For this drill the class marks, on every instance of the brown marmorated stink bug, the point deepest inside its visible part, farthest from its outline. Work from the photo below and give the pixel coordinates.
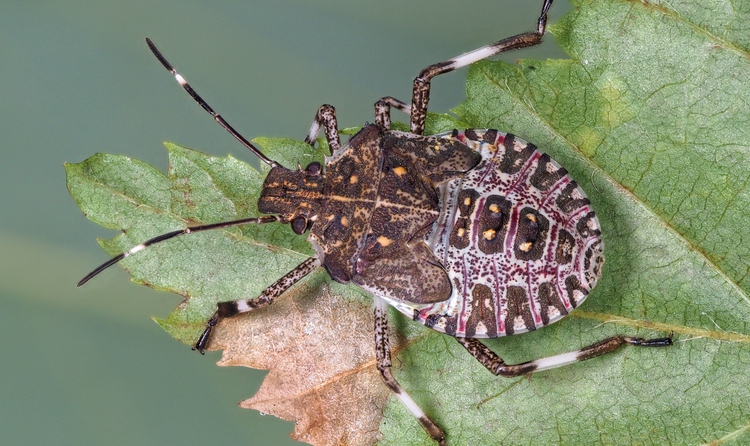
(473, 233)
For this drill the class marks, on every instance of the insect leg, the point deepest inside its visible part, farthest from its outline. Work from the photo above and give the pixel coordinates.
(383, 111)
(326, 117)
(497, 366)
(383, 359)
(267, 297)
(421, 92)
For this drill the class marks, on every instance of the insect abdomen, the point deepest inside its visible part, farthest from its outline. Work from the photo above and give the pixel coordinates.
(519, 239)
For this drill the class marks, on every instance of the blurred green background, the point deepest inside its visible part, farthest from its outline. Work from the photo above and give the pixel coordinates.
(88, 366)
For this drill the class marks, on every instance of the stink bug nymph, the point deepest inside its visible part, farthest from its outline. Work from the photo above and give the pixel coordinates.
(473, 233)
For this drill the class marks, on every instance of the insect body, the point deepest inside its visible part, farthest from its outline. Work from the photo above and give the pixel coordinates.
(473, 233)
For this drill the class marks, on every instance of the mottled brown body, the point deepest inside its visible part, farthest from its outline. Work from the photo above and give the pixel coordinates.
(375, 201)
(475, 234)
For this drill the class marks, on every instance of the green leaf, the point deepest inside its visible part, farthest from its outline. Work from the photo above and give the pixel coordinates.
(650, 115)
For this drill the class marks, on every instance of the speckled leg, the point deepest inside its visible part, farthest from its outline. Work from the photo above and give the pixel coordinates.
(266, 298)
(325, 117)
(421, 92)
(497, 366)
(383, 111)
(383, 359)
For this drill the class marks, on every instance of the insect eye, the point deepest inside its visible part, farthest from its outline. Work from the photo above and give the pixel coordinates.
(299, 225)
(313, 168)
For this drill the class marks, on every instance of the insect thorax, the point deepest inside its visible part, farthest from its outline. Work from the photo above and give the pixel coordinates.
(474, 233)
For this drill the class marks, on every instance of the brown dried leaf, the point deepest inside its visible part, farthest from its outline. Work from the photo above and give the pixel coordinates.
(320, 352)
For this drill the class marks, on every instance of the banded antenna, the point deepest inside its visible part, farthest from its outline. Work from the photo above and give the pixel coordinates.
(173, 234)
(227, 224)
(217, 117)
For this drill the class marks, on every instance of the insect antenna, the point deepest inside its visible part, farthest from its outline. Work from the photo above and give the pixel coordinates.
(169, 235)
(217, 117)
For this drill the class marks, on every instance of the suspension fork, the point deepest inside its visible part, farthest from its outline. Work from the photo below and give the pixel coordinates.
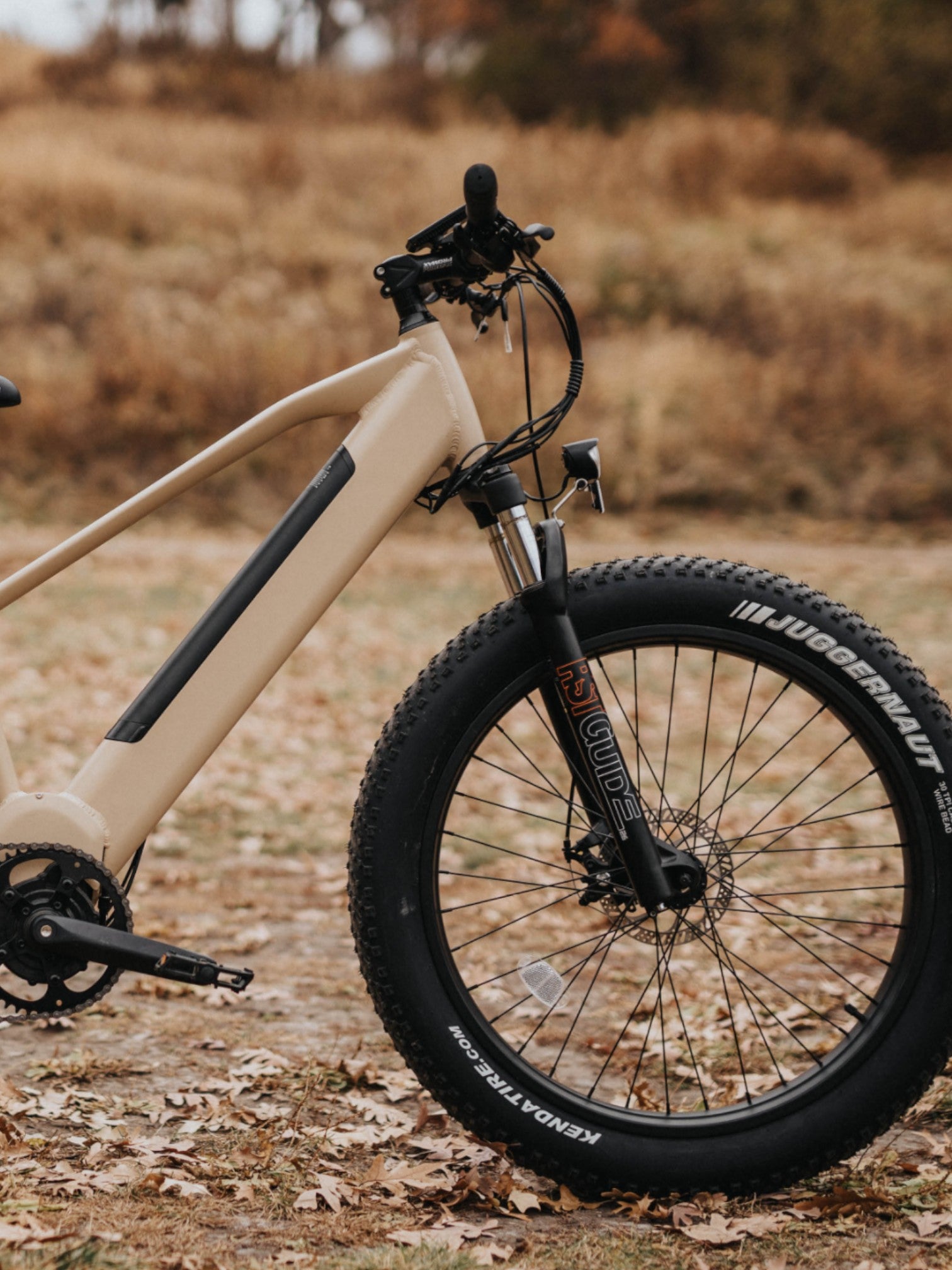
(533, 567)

---

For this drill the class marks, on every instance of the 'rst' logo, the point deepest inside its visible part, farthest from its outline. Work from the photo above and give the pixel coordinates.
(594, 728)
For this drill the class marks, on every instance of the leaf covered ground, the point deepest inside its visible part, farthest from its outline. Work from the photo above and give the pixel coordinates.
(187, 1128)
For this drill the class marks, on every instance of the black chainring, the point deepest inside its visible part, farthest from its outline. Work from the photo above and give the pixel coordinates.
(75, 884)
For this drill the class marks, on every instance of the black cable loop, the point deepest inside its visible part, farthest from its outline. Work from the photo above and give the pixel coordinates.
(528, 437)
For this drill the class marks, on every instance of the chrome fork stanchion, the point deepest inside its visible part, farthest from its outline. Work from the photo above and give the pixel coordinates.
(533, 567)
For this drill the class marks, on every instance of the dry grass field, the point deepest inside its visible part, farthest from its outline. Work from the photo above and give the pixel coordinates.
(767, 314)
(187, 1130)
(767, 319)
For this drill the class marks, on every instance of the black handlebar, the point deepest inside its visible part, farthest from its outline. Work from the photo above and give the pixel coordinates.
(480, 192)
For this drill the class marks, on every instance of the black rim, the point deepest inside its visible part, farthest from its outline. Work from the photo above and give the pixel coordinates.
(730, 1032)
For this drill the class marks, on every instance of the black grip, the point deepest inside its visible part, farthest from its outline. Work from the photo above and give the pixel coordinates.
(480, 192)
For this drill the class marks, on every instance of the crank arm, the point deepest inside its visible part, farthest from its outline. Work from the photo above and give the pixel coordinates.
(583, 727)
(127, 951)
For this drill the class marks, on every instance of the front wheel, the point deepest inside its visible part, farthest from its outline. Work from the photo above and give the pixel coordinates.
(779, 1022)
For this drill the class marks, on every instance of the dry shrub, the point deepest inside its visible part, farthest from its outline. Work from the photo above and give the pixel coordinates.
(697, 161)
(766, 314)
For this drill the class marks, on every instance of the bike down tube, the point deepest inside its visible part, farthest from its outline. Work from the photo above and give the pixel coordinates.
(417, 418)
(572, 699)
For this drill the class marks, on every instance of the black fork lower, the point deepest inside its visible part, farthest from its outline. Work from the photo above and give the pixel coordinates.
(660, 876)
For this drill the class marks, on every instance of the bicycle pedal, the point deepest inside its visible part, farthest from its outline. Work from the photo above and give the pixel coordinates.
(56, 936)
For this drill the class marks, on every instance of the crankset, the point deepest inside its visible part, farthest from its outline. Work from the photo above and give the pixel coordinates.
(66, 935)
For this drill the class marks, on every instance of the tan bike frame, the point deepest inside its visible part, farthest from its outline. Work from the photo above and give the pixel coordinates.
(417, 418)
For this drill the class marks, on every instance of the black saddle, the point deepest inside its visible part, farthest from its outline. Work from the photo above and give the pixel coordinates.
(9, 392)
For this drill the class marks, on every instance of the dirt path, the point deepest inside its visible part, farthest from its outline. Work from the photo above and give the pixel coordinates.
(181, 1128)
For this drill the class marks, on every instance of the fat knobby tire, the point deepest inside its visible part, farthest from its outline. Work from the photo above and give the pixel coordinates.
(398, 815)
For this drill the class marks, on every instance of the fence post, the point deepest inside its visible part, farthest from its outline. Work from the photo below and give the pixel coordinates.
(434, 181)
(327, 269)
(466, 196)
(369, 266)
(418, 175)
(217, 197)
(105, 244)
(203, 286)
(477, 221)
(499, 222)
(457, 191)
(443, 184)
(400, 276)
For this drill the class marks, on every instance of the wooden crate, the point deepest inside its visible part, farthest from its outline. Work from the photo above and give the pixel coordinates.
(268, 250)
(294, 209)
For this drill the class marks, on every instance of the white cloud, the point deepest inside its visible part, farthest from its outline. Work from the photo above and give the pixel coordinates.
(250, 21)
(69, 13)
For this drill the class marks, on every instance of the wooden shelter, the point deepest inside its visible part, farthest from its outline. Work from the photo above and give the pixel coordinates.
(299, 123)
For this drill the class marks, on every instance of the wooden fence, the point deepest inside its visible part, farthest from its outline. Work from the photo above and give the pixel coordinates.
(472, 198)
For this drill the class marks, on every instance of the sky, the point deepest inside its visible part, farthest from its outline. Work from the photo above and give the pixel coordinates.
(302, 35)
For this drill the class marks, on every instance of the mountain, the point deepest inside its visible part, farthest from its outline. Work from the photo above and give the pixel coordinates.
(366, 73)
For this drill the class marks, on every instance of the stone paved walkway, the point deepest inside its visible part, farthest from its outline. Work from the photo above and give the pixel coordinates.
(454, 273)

==

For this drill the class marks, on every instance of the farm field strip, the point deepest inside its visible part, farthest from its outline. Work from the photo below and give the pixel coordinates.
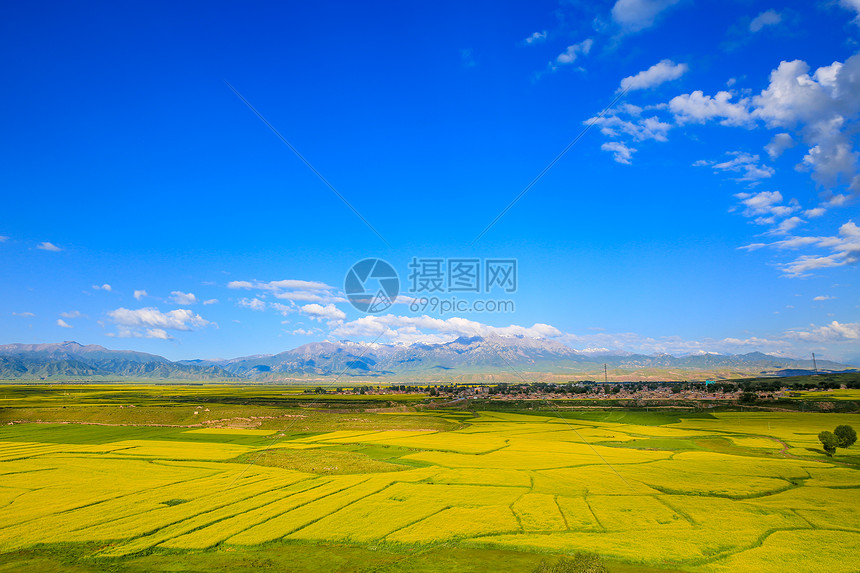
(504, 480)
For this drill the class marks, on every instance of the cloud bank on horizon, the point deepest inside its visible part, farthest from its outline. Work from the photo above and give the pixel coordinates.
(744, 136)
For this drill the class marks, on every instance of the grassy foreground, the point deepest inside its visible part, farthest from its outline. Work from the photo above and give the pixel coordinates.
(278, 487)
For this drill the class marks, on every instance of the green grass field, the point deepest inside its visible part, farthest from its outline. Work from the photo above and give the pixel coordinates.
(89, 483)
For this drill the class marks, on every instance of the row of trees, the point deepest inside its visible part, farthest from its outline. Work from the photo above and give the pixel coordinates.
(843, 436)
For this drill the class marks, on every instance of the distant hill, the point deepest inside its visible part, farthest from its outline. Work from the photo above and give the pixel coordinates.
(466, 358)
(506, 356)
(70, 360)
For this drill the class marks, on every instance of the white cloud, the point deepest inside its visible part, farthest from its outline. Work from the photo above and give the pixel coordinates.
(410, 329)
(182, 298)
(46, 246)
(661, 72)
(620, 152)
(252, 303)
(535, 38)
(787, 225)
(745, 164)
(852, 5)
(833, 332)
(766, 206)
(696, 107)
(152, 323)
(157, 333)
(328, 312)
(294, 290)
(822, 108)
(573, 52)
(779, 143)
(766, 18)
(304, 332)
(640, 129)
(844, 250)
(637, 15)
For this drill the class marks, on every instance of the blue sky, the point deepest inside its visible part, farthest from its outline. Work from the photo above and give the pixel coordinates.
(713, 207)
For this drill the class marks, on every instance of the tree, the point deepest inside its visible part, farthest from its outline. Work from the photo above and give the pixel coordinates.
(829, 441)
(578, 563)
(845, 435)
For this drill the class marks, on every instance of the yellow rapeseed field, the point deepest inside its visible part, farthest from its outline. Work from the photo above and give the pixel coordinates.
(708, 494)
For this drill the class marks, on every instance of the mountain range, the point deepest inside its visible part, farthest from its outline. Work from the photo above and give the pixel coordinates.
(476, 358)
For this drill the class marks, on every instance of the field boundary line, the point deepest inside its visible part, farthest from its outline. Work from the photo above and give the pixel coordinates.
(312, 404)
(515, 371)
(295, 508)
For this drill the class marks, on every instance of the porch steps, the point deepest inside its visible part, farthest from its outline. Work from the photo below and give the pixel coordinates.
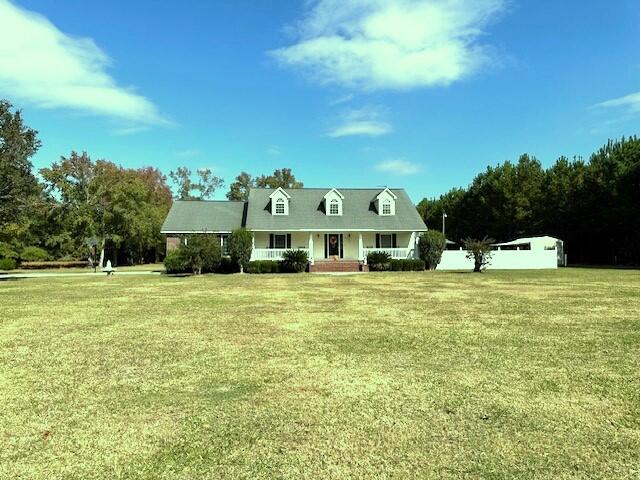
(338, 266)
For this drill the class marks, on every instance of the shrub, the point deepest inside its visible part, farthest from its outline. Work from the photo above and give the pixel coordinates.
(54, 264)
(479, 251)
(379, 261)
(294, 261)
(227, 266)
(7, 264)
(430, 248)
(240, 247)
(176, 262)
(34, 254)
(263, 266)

WRITTEN PROBLEM: Pick out each line in the material above that contains the word "speckled" and copy those lines in full.

OUTPUT:
For this drill the class marks, on every instance of the speckled leg, the point deepest inside its visible part, farthest from its outline. Work from the photo above and give the pixel coordinates.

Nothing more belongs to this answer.